▶ **Text extract**
■ ■ ■
German lawmakers back Greek bailout despite rebellion; Tsipras sacks dissenters
By Paul Carrel
BERLIN (Reuters) - German lawmakers gave their go-ahead on Friday for the euro zone to negotiate a third bailout for Greece, but a warning from Chancellor Angela Merkel that the alternative was chaos failed to prevent a hefty rebellion in her own party.
The Bundestag, the lower house of parliament, whose backing was essential for the talks to start, decisively approved the move by 439 votes to 119, but almost a fifth of Merkel's conservatives voted 'No'.
Popular misgivings run deep in Germany, the euro zone country that has already contributed most to Greece's two bailouts since 2010, about funneling yet more aid to Athens.
Merkel's finance minister, Wolfgang Schaeuble, had suggested that Greece might be better off taking a time-out from the euro zone to sort out its daunting economic problems, although the creditors' offer to Athens includes the conditions for more austerity and economic reform that Berlin had demanded.
■ ■ ■
▶ **Aim 1**
In the object detection rows, retype everything from the line containing "I'd be grateful if you could outline the woman's left" down to the line containing "left=312, top=131, right=346, bottom=156", including both of those lines.

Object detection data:
■ ■ ■
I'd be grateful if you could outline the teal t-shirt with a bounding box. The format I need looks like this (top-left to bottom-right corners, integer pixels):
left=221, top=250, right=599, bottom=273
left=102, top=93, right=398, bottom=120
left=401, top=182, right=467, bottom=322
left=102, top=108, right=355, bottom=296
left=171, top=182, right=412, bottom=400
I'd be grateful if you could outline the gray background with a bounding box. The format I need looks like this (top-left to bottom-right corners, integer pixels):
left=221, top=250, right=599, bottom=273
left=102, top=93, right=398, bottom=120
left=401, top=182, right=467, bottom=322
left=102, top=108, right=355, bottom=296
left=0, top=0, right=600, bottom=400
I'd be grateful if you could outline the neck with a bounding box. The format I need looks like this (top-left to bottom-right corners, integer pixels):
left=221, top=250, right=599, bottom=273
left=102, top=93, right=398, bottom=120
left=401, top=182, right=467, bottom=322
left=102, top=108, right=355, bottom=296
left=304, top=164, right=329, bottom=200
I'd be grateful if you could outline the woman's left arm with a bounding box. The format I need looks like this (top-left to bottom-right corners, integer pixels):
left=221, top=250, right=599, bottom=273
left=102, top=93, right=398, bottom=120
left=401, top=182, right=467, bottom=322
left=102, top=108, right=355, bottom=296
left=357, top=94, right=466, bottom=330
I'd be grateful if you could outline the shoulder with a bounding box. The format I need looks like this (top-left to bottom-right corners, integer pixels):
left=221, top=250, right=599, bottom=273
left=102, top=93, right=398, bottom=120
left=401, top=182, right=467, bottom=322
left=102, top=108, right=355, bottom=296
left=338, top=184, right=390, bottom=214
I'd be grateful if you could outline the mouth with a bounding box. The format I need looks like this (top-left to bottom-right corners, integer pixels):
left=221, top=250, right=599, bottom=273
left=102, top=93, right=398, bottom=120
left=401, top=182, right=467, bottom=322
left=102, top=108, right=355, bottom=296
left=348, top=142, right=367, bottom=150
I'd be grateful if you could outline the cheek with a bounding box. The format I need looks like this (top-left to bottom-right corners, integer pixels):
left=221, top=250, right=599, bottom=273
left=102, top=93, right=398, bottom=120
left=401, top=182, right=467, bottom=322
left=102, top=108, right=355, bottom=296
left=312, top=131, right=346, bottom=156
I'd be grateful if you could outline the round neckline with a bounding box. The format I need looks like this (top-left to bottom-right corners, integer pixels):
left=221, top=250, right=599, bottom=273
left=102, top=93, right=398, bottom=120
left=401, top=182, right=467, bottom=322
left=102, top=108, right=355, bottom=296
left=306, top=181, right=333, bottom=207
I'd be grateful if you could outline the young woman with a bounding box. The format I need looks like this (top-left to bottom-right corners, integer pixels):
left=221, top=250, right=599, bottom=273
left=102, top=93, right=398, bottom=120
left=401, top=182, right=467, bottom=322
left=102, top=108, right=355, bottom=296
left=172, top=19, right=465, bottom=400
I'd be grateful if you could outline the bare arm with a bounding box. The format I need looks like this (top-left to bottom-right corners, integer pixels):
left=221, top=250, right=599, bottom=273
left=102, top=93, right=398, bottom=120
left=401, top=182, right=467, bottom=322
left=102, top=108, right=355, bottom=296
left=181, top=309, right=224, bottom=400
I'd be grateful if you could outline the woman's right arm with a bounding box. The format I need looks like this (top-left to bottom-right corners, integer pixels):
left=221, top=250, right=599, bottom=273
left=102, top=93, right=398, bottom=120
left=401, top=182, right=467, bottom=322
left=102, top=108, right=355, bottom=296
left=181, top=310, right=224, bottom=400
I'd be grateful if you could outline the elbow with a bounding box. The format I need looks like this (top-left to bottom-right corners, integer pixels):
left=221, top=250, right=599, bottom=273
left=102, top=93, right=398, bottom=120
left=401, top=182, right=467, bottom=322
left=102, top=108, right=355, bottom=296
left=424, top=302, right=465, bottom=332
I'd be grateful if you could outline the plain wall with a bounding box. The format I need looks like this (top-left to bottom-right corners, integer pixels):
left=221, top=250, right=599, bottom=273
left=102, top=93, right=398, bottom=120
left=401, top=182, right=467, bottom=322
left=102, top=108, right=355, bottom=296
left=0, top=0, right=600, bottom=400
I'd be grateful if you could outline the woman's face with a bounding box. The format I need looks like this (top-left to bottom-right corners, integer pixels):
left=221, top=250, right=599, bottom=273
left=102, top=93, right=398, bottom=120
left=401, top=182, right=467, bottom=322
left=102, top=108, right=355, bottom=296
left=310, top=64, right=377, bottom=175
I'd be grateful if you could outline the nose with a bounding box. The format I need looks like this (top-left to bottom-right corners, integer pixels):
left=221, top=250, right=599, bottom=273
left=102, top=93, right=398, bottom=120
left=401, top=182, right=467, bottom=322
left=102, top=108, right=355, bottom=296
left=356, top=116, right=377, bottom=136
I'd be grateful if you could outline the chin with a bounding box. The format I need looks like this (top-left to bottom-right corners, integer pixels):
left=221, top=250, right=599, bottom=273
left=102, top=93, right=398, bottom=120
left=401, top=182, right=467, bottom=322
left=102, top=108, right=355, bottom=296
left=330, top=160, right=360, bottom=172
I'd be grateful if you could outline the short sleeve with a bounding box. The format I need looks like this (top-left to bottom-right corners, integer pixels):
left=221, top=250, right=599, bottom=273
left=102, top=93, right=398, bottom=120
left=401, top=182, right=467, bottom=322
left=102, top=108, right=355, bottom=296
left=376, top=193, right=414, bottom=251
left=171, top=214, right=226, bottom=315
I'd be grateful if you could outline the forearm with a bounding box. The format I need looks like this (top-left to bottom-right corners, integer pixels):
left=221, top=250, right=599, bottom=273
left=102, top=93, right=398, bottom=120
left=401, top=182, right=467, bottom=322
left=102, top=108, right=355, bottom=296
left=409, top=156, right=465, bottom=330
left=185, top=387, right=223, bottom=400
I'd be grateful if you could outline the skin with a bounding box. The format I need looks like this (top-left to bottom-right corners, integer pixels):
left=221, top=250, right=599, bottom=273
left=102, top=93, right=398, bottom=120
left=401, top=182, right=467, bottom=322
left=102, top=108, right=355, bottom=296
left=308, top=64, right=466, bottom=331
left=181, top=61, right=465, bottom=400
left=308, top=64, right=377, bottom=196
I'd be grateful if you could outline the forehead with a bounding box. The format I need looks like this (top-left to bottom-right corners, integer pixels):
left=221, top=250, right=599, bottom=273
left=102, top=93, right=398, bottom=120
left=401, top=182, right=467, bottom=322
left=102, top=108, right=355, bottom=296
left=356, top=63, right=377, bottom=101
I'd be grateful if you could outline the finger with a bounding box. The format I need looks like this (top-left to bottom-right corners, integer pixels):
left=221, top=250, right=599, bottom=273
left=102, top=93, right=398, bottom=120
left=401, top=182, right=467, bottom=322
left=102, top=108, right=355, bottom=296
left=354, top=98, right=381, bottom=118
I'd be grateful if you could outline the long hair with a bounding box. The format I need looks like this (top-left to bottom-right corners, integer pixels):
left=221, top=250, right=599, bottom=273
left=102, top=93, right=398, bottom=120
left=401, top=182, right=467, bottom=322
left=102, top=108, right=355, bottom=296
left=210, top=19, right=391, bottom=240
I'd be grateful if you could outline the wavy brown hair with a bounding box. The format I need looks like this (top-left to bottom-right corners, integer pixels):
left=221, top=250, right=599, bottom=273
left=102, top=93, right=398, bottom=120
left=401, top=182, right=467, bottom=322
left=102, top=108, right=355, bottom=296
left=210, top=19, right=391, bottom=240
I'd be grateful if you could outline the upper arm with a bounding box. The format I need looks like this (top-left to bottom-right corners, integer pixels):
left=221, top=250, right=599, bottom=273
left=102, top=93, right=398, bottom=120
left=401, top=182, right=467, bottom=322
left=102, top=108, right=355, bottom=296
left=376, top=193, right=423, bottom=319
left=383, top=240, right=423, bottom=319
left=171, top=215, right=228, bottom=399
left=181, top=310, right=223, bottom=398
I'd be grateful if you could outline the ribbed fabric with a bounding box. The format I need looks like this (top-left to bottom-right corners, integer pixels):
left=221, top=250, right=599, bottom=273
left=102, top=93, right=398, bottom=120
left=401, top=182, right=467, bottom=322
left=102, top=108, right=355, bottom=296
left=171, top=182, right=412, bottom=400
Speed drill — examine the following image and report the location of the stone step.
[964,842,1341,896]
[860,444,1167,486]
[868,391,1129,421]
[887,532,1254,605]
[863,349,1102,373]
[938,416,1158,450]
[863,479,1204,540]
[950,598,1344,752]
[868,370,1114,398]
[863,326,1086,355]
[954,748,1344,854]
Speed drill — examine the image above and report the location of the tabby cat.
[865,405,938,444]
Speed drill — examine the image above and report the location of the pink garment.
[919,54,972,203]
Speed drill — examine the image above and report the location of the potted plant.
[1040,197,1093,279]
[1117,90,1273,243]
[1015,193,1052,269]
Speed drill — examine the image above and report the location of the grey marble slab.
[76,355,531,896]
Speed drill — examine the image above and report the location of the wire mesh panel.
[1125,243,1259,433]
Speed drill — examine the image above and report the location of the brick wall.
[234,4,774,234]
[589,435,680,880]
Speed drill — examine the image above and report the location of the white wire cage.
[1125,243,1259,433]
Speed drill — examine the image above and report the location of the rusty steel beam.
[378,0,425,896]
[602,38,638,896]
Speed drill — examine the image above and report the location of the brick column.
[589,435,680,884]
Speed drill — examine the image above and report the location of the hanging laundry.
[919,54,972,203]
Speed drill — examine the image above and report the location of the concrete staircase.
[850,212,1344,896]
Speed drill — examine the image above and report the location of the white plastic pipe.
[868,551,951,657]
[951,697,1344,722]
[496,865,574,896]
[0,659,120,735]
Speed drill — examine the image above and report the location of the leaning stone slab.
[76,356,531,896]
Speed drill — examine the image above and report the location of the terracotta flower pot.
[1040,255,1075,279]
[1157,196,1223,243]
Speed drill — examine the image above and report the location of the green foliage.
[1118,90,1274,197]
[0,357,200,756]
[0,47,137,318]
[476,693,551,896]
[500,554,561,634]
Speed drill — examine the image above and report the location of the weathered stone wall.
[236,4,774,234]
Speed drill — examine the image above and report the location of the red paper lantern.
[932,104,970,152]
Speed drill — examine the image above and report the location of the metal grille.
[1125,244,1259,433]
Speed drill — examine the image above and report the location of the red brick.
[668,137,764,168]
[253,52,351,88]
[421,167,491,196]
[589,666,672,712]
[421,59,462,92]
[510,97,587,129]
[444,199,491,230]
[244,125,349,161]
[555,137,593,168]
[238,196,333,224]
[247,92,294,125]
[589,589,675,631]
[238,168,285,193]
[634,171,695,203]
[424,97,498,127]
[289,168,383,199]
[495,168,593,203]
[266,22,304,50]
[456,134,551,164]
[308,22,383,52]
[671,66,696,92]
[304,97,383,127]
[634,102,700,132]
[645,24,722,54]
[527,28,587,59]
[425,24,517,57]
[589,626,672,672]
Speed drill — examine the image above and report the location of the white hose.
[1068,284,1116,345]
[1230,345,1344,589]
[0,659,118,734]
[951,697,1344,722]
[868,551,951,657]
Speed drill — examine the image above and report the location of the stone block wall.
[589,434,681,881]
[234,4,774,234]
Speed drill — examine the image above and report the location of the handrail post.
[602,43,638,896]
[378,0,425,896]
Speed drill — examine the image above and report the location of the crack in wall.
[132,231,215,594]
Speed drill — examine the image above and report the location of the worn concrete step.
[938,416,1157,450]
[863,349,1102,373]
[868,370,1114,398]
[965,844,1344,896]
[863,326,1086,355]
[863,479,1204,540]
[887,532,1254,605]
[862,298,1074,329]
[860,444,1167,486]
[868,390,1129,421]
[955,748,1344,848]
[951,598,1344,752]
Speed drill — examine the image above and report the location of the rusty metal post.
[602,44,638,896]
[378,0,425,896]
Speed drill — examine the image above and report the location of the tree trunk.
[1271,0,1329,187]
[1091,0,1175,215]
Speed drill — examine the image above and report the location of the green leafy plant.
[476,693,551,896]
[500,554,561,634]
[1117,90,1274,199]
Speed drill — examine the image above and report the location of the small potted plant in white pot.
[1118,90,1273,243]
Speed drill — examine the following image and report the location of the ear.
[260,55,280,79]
■ ■ ■
▶ **Aim 2**
Answer these questions using the article on the German bailout vote:
(a) What was the vote count in the Bundestag?
(b) Which euro zone country has contributed the most to Greece's two bailouts since 2010?
(c) Who suggested that Greece might be better off taking a time-out from the euro zone?

▶ **Expected output 1**
I'd be grateful if you could outline the woman's left arm with a bounding box. The format I need looks like this (top-left to bottom-right corners, integer pixels):
left=221, top=250, right=599, bottom=273
left=102, top=93, right=398, bottom=120
left=401, top=182, right=467, bottom=322
left=102, top=108, right=355, bottom=296
left=357, top=94, right=466, bottom=330
I'd be grateful if you could outline the shoulder with a bounding box. The format I need looks like this (top-left to bottom-right corners, integer pixels):
left=221, top=250, right=599, bottom=273
left=102, top=93, right=398, bottom=120
left=401, top=182, right=467, bottom=322
left=102, top=108, right=355, bottom=296
left=338, top=184, right=390, bottom=214
I'd be grateful if you could outline the mouth with a bounding box. The format I need looks like this (top-left to bottom-right corners, integer pixels):
left=221, top=250, right=599, bottom=273
left=102, top=93, right=398, bottom=120
left=401, top=182, right=467, bottom=322
left=102, top=108, right=355, bottom=296
left=348, top=142, right=367, bottom=150
I'd be grateful if you could outline the cheek with a bounding box. The format I need looks like this (top-left to bottom-right corners, integer pixels):
left=221, top=250, right=599, bottom=273
left=102, top=93, right=398, bottom=120
left=401, top=182, right=467, bottom=322
left=102, top=108, right=355, bottom=296
left=312, top=131, right=346, bottom=156

▶ **Expected output 2**
(a) 439 votes to 119
(b) Germany
(c) Wolfgang Schaeuble